• EXCERPTED TEXT:
__________________________________________________
Sustainability is widely recognized as one of the most important challenges facing the world today (Wan, Arief, & Rajagopalan, 2014). For most of the world’s largest companies, reporting on non-financial information appears to be a continuing trend. The communication of the social and environmental dimensions of a company plays a key role in the sustainable development of an organization, and therefore should be investigated in depth (Enrique & Michaela, 2015).

Multinational corporations play a prominent role in shaping the environmental trajectory of the planet. The integration of environmental costs and benefits into corporate decision-making has an enormous, but as yet unfulfilled, potential to promote sustainable development. Now is the time to take advantage of an explosion of sustainability commitments from business leaders and expanding pressure for sustainable practices from shareholders, financial institutions, and consumers (Kareiva, McNally, & McCormick Steve et al., 2015). CSR initiatives are crucial for achieving part of an inclusive growth vision. Organizations that are proactive rather than reactive may help achieve a sustainable inclusive growth via various CSR initiatives (Radhakrishnan, Chitrao & Nagendra, 2014). Research on CSR disclosure points to an increasing lack of completeness and decreasing amount of credibility in the information reported, as well as concerns about overall reporting practices. The evidence supports increasing skepticism about the use of CSR reporting practices as tools used to enhance perceived accountability (Giovanna, Silvia, & Federica, 2015). Standalone CSR reporting by retail companies appears to positively influence perceptions of a company’s reputation and may lead to increased appeal for socially responsible investors (Dennis & Na, 2014). Disclose CSR could increase transparency and non-financial accountability in capital markets. The empirical study reveals that family ownership reduces the level of CSR disclosure (Safaee M & M S Gerayli, 2017). Combining stakeholder theory with CSR research is a historic accomplishment (Zhang, Liang, & Yin, 2012). Chinese empirical data showed that CSR behavior is one of the key factors influencing consumers’ purchasing decisions (Ma, 2011). Data from listed Chinese companies in Shanghai demonstrated that the previous years’ CSR positively affects the current year’s corporate financial performance (CFP), and the current year’s CFP positively affects the CSR (Zhang, Jin, & Li, 2013). An empirical analysis showed that, assuming CSR is exogenous, the current CSR plays a significant positive role in promoting the current CFP, and vice versa (Yin, Liu, & Chen, 2014).
__________________________________________________
(Stored data entries)
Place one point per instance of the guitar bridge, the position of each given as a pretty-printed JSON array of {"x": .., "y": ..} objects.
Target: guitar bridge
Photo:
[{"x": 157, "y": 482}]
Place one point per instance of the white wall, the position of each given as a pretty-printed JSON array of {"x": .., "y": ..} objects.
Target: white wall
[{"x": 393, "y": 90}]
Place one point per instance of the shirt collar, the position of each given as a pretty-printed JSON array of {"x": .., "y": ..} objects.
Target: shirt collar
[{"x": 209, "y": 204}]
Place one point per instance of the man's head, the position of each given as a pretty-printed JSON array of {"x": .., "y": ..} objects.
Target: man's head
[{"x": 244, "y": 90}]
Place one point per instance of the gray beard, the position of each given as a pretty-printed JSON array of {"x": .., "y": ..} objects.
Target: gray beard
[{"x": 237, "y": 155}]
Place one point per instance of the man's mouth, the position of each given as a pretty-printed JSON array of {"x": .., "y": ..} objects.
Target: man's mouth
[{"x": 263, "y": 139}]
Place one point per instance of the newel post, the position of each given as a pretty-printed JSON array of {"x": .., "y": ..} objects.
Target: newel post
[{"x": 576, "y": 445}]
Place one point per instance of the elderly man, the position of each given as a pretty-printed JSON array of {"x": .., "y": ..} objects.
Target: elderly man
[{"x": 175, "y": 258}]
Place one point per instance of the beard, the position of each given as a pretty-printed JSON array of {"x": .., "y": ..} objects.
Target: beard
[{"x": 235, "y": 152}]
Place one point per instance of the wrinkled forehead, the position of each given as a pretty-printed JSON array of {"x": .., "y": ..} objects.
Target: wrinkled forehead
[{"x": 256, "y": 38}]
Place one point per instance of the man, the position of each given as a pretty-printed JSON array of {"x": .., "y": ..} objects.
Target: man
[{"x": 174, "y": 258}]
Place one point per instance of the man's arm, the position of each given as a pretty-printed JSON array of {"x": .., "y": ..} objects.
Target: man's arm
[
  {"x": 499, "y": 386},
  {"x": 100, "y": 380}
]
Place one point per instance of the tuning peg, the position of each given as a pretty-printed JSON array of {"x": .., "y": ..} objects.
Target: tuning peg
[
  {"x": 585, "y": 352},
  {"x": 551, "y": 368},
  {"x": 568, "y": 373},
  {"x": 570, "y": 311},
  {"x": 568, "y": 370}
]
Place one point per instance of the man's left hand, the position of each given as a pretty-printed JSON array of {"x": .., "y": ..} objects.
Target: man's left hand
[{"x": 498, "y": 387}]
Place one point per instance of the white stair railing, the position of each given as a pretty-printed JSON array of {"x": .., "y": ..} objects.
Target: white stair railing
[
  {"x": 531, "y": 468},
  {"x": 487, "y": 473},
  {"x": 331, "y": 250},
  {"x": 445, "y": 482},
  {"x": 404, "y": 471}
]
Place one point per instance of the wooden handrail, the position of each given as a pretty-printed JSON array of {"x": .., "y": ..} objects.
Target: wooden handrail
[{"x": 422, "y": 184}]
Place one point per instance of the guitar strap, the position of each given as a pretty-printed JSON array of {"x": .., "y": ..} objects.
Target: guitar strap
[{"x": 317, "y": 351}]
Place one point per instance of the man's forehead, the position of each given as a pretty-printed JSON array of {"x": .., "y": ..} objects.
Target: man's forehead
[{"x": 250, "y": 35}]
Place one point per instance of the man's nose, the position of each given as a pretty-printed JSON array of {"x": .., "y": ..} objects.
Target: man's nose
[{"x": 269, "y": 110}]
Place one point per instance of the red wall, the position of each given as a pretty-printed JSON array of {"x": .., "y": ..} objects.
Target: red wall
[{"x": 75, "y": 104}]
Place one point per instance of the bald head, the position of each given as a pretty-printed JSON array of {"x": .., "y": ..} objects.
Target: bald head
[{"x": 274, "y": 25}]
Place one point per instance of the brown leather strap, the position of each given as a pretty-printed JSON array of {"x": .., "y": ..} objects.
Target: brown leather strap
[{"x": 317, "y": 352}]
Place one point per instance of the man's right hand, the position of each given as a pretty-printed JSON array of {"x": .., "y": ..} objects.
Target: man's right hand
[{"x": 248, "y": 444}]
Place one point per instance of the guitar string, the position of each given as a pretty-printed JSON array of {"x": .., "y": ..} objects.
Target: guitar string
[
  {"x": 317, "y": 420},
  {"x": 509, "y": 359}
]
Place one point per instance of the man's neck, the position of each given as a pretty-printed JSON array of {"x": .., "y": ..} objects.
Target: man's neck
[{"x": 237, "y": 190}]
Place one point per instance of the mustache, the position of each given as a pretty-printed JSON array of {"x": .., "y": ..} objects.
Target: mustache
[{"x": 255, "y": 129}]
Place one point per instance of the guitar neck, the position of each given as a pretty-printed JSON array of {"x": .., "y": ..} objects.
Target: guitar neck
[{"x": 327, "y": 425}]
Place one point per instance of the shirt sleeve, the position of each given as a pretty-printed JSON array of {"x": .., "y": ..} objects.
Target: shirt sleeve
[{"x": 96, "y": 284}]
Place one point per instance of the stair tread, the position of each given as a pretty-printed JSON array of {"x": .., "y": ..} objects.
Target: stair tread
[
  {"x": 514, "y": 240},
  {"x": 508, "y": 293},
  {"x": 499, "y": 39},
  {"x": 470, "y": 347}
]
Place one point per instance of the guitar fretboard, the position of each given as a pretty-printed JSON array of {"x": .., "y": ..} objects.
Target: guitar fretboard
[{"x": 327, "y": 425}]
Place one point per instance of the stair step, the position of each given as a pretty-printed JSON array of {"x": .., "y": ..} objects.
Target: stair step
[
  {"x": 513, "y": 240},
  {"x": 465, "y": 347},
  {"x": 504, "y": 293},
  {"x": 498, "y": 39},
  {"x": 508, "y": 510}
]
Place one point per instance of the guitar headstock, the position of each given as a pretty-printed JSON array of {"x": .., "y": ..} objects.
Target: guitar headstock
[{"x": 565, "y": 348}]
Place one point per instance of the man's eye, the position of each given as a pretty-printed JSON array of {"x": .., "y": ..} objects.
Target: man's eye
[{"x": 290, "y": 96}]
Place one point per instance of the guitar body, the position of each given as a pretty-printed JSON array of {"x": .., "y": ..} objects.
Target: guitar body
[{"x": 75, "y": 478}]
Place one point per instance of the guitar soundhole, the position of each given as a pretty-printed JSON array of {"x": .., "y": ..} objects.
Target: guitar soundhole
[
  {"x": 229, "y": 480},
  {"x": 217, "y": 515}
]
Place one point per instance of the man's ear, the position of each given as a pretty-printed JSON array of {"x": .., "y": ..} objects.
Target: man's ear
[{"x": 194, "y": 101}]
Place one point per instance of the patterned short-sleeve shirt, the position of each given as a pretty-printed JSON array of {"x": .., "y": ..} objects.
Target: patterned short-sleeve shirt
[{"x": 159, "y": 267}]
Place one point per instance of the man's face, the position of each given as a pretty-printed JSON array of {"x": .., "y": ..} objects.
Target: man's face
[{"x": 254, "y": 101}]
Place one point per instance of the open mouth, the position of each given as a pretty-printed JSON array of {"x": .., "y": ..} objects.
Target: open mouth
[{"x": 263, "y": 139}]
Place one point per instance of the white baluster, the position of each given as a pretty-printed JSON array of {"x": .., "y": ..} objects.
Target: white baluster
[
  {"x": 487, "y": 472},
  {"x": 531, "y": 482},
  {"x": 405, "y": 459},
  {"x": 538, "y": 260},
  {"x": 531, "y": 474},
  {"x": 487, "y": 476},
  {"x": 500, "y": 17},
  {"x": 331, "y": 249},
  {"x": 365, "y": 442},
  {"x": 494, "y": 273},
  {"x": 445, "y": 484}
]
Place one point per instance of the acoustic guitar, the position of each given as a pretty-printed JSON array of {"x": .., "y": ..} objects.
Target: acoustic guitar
__________________________________________________
• PROBLEM SET:
1. Answer these questions using the excerpt on sustainability and CSR.
(a) What is sustainability widely recognized as?
(b) What effect does family ownership have on the level of CSR disclosure, according to the empirical study cited?
(c) In which city were the listed Chinese companies whose data linked previous years' CSR to current corporate financial performance?
2. Swap "trend" for "pattern" in the excerpt on sustainability and CSR, then write out the part starting with "Sustainability is widely" and going on through "(Enrique & Michaela, 2015).".
3. Pick up the excerpt on sustainability and CSR after its final sentence and carry it forward.

• ANSWERS:
1.
(a) One of the most important challenges facing the world today.
(b) It reduces the level of CSR disclosure.
(c) Shanghai.

2.
Sustainability is widely recognized as one of the most important challenges facing the world today (Wan, Arief, & Rajagopalan, 2014). For most of the world’s largest companies, reporting on non-financial information appears to be a continuing pattern. The communication of the social and environmental dimensions of a company plays a key role in the sustainable development of an organization, and therefore should be investigated in depth (Enrique & Michaela, 2015).

3.
There is a vast amount of financial information on companies’ financial performance available to investors in electronic form (Salahuddin & Gow, 2016; Loughran & McDonald, 2011; Robert, Schumaker, & Hsinchun, 2009; Kloptchenko et al., 2004). While the automatic analysis of financial figures is common, it has been difficult to automatically extract information from the textual part of financial reports. The textual part contains more information than numerical part in an annual report (Chen et al., 2012; Hobson, Mayew, & Venkatachalam, 2012; Chan & Franklin, 2011; Feng, 2010; Feng, 2006; Kloptchenko et al., 2004). In recent decades, and with the advent of the eXtensible Business Reporting Language (XBRL), financial reports have experienced a great change in terms of the unified reporting process. Nevertheless, the unstructured part of financial reports, the footnotes, remains a barrier to accurate automatic and real-time financial analysis (Heidari & Felden, 2015). Currently, the application of data mining to auditing is at an early stage of development and researchers typically take a scatter-shot approach to it, investigating patterns in financial statement disclosures, text in annual reports and MD&As, and journal entries without the appropriate guidance, such as the lessons drawn from investigations on known fraud patterns (Gray & Debreceny, 2014). The sentiment (tone, opinion) has been assessed using several categorization schemes in order to explore the various aspects of language used in the annual reports of US companies. The results indicated that the sentiment information is an important forecasting determinant of financial performance and, thus, can be used to support the decision-making process of corporate stakeholders (Hajek, Olej, & Myskova, 2014). (Wang et al. 2016) investigated the correlation between mutual funds’ scale and return in China by text mining a large volume of online financial reports. They further employed K-means clustering for fund categorization, which enables the reliable examination of correlations between the fund’s scale and return. The findings highlighted the uniqueness of emerging markets while providing interesting guidelines for exploiting big data analytics for financial studies.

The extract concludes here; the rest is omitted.